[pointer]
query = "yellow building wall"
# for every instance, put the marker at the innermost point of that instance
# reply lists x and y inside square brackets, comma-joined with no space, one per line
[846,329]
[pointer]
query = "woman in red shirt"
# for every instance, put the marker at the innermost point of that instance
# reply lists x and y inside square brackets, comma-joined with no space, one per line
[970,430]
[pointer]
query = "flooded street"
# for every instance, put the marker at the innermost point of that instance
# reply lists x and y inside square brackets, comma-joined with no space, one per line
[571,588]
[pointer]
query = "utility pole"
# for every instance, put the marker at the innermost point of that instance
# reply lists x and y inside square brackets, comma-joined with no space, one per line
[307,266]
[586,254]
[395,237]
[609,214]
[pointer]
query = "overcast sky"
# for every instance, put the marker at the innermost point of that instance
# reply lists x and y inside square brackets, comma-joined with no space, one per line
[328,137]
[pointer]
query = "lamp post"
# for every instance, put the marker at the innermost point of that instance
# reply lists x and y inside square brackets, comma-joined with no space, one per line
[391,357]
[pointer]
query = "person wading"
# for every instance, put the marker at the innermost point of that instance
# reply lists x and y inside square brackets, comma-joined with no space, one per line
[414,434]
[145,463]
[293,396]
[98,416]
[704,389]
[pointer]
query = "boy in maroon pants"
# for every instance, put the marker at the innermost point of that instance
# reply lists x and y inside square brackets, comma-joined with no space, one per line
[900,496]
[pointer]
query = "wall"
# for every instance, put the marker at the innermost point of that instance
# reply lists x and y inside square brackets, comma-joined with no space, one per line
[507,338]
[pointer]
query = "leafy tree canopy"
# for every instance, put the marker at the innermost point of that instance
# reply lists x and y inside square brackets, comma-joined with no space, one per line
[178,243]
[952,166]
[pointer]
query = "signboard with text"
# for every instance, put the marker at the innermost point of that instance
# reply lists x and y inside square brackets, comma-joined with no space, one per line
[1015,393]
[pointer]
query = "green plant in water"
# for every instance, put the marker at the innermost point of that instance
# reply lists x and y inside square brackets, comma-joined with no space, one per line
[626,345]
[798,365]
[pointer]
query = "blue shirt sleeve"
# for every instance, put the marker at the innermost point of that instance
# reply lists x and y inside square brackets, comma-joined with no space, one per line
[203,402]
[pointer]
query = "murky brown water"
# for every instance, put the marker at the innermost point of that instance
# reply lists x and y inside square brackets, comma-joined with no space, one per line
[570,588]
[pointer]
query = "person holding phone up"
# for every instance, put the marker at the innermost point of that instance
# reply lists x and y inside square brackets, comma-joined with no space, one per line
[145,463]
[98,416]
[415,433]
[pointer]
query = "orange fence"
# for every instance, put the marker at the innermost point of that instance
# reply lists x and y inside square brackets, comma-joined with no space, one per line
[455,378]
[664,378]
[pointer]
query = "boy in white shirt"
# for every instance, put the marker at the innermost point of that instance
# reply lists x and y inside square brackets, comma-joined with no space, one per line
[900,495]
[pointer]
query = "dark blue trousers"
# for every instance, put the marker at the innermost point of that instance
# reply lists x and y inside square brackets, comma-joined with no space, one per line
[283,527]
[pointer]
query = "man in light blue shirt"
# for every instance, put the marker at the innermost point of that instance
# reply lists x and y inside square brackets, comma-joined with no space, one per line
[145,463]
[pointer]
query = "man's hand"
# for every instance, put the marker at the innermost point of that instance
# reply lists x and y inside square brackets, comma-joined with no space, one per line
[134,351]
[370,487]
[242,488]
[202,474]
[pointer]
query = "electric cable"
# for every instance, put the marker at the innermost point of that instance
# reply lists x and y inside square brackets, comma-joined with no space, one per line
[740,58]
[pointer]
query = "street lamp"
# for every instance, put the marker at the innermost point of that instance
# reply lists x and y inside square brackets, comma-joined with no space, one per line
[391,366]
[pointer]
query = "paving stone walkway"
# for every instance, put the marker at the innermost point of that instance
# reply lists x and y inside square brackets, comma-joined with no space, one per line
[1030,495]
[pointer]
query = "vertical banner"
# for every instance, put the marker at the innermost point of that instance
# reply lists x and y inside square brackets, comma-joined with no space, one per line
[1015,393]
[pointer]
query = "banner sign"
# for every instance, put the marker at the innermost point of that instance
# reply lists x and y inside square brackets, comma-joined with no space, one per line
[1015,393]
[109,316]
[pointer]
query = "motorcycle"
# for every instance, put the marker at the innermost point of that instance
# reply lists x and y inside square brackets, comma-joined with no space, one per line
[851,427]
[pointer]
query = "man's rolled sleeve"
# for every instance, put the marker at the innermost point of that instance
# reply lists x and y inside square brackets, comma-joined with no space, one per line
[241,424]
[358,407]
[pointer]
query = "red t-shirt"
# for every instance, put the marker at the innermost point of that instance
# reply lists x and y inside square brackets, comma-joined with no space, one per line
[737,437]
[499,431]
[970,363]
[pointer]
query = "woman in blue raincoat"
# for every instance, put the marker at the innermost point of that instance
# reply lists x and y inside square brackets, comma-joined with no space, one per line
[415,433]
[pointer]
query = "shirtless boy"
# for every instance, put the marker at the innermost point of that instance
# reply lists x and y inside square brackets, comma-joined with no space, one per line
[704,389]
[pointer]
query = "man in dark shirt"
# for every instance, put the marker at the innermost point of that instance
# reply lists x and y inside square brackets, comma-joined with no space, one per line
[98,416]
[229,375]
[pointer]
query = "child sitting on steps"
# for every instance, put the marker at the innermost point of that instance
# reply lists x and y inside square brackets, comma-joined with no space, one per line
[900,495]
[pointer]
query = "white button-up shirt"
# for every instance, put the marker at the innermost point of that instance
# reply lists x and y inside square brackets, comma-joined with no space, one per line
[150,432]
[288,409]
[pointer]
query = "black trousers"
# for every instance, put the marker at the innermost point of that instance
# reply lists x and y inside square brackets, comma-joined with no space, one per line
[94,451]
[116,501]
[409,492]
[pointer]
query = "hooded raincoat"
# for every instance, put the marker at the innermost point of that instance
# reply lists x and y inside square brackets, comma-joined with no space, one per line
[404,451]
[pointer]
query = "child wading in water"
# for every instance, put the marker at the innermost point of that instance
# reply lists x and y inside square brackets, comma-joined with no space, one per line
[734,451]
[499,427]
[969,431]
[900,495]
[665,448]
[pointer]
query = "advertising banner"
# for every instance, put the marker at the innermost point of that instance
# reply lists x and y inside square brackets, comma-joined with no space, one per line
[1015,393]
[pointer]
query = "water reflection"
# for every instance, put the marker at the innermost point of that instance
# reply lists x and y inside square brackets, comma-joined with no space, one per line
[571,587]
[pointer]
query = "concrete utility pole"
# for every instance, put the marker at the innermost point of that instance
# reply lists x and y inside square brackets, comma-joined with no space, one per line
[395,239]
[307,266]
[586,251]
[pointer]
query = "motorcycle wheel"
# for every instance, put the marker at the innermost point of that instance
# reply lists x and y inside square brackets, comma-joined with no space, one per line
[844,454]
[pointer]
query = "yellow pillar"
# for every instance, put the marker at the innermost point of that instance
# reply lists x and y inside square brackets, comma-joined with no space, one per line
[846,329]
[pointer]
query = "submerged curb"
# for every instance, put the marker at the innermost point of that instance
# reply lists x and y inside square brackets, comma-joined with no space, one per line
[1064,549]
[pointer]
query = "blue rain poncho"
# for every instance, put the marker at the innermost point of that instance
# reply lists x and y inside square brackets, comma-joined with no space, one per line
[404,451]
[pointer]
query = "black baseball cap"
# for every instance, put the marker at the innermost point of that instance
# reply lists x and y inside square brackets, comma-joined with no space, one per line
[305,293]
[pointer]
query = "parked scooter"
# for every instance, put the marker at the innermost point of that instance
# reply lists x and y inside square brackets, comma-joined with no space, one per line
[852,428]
++++++
▶ [Given task]
Please quote every record above exactly as it appears.

▶ [Right answer]
[pointer]
query = "yellow building wall"
# for every instance, put the marker at the innermost point of that instance
# reply lists x and y inside square brackets, comma-joined with no space, one per line
[846,329]
[pointer]
query = "woman in red shirt"
# for every instance, put the marker at the innermost point of that instance
# reply lists x and y inside square brackets, comma-joined with no space, one per line
[970,430]
[pointer]
query = "flooded street"
# for every instance, put the marker at the innermost point of that instance
# reply lists x and y inside square brackets, comma-joined with no space, one per line
[571,588]
[pointer]
query = "utility pole"
# for every instance, put the marker at the innermost point of that instance
# reply lists x and y inside square brackets, comma-joined with no space, one per line
[307,266]
[586,254]
[395,237]
[609,214]
[pointer]
query = "overcast sky"
# for every instance, put the marker at the innermost point of that instance
# reply lists x and y inside square brackets, comma-joined with no space, one per line
[328,137]
[pointer]
query = "lamp post"
# for every instance, put the marker at the innermost point of that instance
# reply lists x and y inside square brackets, comma-joined with no space, one per line
[391,357]
[pointer]
query = "person wading"
# for every instance, put the marker at the innermost point of that instance
# reply lists x and y inside square brackets, comma-joined with no space, one per line
[414,434]
[145,463]
[293,396]
[98,416]
[704,389]
[pointer]
query = "boy in maroon pants"
# for every instance, put the marker at the innermost point of that instance
# reply lists x and y inside square brackets, comma-joined with no space, one per line
[900,496]
[pointer]
query = "wall"
# for every instance, put the marker at the innermost point of that instance
# reply lists x and y inside square brackets, comma-joined with no space, one per line
[507,338]
[pointer]
query = "leafy tree canopy"
# for every instance, put the marker at the innermost point of that instance
# reply lists x and y inside square brackets, comma-joined with no space, one per line
[178,243]
[952,166]
[pointer]
query = "signboard with text"
# for every instance, put the marker at the innermost point of that instance
# reply lists x and y inside square brackets, comma-joined with no space, one per line
[1015,393]
[pointer]
query = "green plant in water"
# for every instance, put the marker at the innermost point of that instance
# reply lists x and y inside square brackets, comma-joined with no space, one per line
[626,345]
[798,365]
[pointer]
query = "blue shirt sleeve"
# for every instance, put the marker at the innermost point of that instance
# reply lists x and y inside square brackets, comma-joined with no space, one per line
[203,402]
[pointer]
query = "murky brown water"
# for every instance, put the marker at the innermost point of that instance
# reply lists x and y inside square brackets, comma-joined with no space, one per line
[570,588]
[pointer]
query = "person holding phone up"
# for every instance, put the marker at the innermost point of that instance
# reply lists x and y inside square brackets, comma-joined with no space, one per line
[145,463]
[98,416]
[415,433]
[pointer]
query = "orange fence"
# for every instance, put the marker at the innermost point of that instance
# reply lists x and y inside square brackets, comma-joined with no space, one per line
[455,378]
[664,378]
[pointer]
query = "boy in white shirt"
# for every instance, put the marker at the innermost point of that instance
# reply lists x and y inside square brackets, comma-joined with no space, one per line
[900,495]
[pointer]
query = "dark blue trousers"
# for every instance, put the marker at the innermost point of that instance
# reply lists x and y inside square brackets, comma-joined with no space, one per line
[283,527]
[pointer]
query = "man in light blue shirt"
# for every instance, put the marker at the innermost point of that instance
# reply lists x and y inside square brackets, comma-joined with no space, one per line
[145,463]
[pointer]
query = "man's hand"
# for every instance, put the marker at the innermost point of that instance
# reply lists x and y inside square brackets, comma-joined with no space, one per line
[134,351]
[370,487]
[242,488]
[202,474]
[pointer]
query = "electric cable"
# for every instance, put the marker at the innermost point of that instance
# reply lists x and y inside square brackets, comma-joined with no space, one per line
[740,58]
[pointer]
query = "street lamp"
# for every instance, put the marker at the innermost point of that instance
# reply lists x and y inside square brackets, comma-joined with no space, one per line
[391,366]
[pointer]
query = "paving stone walkway"
# for every instance, put the marker at the innermost point of that instance
# reply lists x and y inside square brackets, comma-joined with no space, one per line
[1030,495]
[pointer]
query = "vertical banner"
# for every instance, put the marker at the innermost point of that instance
# reply lists x and y inside square brackets, comma-joined with no space, one per line
[1015,393]
[pointer]
query = "banner sign"
# for every instance, put the marker at the innermost point of that instance
# reply lists x and y inside square brackets, comma-joined with no space, one per line
[1015,393]
[109,316]
[pointer]
query = "motorcycle"
# for every instance, put the marker at the innermost point of that instance
# reply lists x and y inside square brackets, comma-joined with no space, one per line
[851,427]
[pointer]
query = "man's rolled sleeve"
# for every instance, put the marker at the innermost point of that instance
# reply lists x and y inside square brackets, comma-joined with no space, one per line
[241,424]
[358,407]
[pointer]
query = "red t-shirt"
# for every instance, put the marker at the innermost point of that instance
# reply lists x and y inside square brackets, comma-joined with no space, one per line
[737,437]
[499,431]
[970,363]
[pointer]
query = "woman in blue raincoat"
# for every instance, put the marker at the innermost point of that instance
# reply lists x and y inside square brackets, comma-joined with no space, one per line
[415,433]
[pointer]
query = "shirtless boy"
# for every instance, put the marker at the innermost point of that instance
# reply lists x and y inside square brackets, comma-joined with no space, one per line
[704,389]
[pointer]
query = "man in dark shirt"
# for every instance, put the marker at the innermost point of that instance
# reply lists x and y inside square brackets, comma-joined with no space, one per line
[98,416]
[229,375]
[pointer]
query = "child sitting on steps"
# for every instance, put the marker at the innermost point of that instance
# reply lists x and y inside square brackets, comma-joined with no space, one per line
[900,495]
[pointer]
query = "white button-up shirt"
# for every instance, put the marker at the innermost point of that instance
# reply lists x and y inside square brackets, comma-joined with no space, one per line
[150,432]
[288,409]
[pointer]
query = "black trousers"
# for every instance, put the marker at the innermost point of that instance
# reply lists x and y inside square brackets, comma-joined with no space, one per line
[94,451]
[116,501]
[409,492]
[pointer]
query = "hooded raincoat"
# for every instance, put the marker at the innermost point of that instance
# reply lists x and y inside square brackets, comma-joined with no space, one per line
[404,451]
[pointer]
query = "child wading in water"
# for every instance, put the marker at the innermost point of that instance
# reply lists x and y inside square brackets, comma-joined with no space, one per line
[734,451]
[499,427]
[969,431]
[900,495]
[665,448]
[pointer]
query = "advertising banner"
# for every instance, put the marker at the innermost point of that instance
# reply lists x and y inside square brackets, comma-joined with no space, one per line
[1015,393]
[pointer]
query = "water reflection"
# for every instance, put the marker at the innermost point of that instance
# reply lists x and y inside square brackets, comma-joined with no space, one per line
[571,587]
[pointer]
query = "concrete utility pole"
# for every instance, put the marker at the innermost point of that instance
# reply lists x and y inside square brackets, comma-joined with no space, one per line
[395,239]
[307,266]
[586,251]
[pointer]
query = "motorcycle wheel"
# for every instance, put the marker at the innermost point of that instance
# reply lists x and y inside square brackets, comma-joined with no space, one per line
[844,454]
[pointer]
query = "yellow pillar"
# for every instance, put the marker at the innermost point of that instance
# reply lists x and y inside square brackets, comma-joined with no space, one per line
[846,329]
[pointer]
query = "submerged curb"
# for every instance, put the marker at the innermost point of that instance
# reply lists x and y inside square brackets, comma-joined with no space, one per line
[1064,549]
[pointer]
query = "blue rain poncho"
# for every instance, put the marker at the innermost point of that instance
# reply lists x and y inside square brackets, comma-joined with no space, one per line
[404,451]
[pointer]
query = "black baseball cap"
# for every instance, put the marker at the innermost point of that instance
# reply lists x and y inside square brackets, comma-joined with no space, one per line
[305,293]
[pointer]
query = "parked scooter"
# for every instance, put the marker at the innermost point of that instance
# reply lists x and y inside square brackets, comma-joined with no space, one per line
[852,428]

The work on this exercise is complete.